* What you will do: Scan the data. Collect each line that contains the word "market".

* Data listing:
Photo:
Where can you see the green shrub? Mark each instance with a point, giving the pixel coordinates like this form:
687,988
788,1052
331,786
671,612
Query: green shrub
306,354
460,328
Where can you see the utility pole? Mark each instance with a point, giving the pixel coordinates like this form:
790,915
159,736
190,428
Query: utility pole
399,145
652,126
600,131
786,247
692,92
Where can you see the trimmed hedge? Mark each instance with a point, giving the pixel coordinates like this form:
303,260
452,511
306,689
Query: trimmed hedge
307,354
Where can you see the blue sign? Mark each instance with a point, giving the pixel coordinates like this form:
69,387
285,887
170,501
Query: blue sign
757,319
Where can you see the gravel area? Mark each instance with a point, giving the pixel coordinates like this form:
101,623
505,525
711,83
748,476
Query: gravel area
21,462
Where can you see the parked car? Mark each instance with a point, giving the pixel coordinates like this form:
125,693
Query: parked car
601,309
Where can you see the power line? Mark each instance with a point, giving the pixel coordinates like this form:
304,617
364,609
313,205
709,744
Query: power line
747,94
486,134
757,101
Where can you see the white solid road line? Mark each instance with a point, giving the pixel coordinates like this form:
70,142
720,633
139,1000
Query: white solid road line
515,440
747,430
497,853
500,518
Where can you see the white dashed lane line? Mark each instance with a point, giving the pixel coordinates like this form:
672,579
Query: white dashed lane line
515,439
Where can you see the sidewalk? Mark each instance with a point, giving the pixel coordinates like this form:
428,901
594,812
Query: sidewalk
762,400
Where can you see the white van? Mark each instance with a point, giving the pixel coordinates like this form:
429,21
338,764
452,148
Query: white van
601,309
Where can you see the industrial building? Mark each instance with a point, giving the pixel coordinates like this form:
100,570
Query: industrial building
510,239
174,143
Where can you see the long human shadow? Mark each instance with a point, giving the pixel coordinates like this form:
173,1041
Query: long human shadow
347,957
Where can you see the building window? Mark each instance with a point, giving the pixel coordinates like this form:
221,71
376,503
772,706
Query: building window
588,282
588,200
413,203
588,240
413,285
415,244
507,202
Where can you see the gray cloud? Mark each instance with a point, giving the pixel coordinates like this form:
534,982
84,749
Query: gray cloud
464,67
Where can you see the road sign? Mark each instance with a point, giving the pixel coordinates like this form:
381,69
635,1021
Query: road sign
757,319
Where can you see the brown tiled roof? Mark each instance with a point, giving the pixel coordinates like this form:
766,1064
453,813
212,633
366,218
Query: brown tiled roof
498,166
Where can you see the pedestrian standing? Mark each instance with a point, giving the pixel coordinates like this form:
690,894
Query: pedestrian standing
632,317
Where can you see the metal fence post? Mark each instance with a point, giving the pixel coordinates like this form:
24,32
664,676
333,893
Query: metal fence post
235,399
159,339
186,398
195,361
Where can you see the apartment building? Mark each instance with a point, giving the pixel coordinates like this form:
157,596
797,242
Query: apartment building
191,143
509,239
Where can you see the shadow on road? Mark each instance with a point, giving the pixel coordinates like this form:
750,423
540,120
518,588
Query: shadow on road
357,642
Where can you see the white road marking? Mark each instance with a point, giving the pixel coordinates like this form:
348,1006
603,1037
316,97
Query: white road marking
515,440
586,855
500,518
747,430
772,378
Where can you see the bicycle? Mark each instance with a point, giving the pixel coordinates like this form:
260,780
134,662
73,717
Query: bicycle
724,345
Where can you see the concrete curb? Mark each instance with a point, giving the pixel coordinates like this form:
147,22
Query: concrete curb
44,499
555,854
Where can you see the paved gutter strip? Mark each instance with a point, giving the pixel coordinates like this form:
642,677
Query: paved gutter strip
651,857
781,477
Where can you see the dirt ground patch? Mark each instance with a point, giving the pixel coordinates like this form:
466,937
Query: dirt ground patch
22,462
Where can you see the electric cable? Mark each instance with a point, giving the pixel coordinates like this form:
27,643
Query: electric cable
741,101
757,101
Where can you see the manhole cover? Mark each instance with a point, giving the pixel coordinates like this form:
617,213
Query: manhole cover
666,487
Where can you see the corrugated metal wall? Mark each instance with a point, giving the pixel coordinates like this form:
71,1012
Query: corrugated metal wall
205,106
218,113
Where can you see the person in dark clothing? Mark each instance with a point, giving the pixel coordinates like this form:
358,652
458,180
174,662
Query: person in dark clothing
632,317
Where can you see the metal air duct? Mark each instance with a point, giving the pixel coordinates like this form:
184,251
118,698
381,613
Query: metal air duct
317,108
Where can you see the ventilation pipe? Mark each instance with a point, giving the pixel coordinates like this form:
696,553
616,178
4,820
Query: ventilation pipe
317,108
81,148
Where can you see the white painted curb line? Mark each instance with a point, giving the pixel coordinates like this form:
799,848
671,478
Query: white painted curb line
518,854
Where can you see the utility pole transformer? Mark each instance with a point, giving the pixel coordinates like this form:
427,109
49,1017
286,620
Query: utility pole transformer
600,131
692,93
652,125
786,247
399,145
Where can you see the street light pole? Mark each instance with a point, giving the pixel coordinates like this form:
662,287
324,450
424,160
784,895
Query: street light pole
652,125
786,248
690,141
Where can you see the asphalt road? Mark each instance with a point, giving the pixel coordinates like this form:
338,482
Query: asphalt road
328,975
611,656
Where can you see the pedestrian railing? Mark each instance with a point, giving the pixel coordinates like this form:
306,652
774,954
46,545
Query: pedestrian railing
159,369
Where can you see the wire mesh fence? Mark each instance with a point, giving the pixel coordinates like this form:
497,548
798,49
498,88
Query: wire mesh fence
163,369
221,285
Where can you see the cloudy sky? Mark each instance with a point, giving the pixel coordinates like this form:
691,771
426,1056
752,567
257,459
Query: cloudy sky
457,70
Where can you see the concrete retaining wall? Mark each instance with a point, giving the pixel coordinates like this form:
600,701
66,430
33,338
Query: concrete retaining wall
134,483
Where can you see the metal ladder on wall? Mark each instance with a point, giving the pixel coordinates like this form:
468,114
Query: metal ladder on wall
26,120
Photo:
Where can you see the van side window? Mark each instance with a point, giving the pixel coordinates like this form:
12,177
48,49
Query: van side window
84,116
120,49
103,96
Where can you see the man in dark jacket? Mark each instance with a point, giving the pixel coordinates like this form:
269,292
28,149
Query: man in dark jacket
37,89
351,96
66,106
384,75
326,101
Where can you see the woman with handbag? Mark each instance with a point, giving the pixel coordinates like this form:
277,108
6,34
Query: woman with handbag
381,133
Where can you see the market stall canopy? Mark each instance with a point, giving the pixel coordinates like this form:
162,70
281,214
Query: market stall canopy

* Reply:
Where can you see the market stall canopy? Mark each instance with a point, giving the pixel coordinates like this form:
Query: market stall canopy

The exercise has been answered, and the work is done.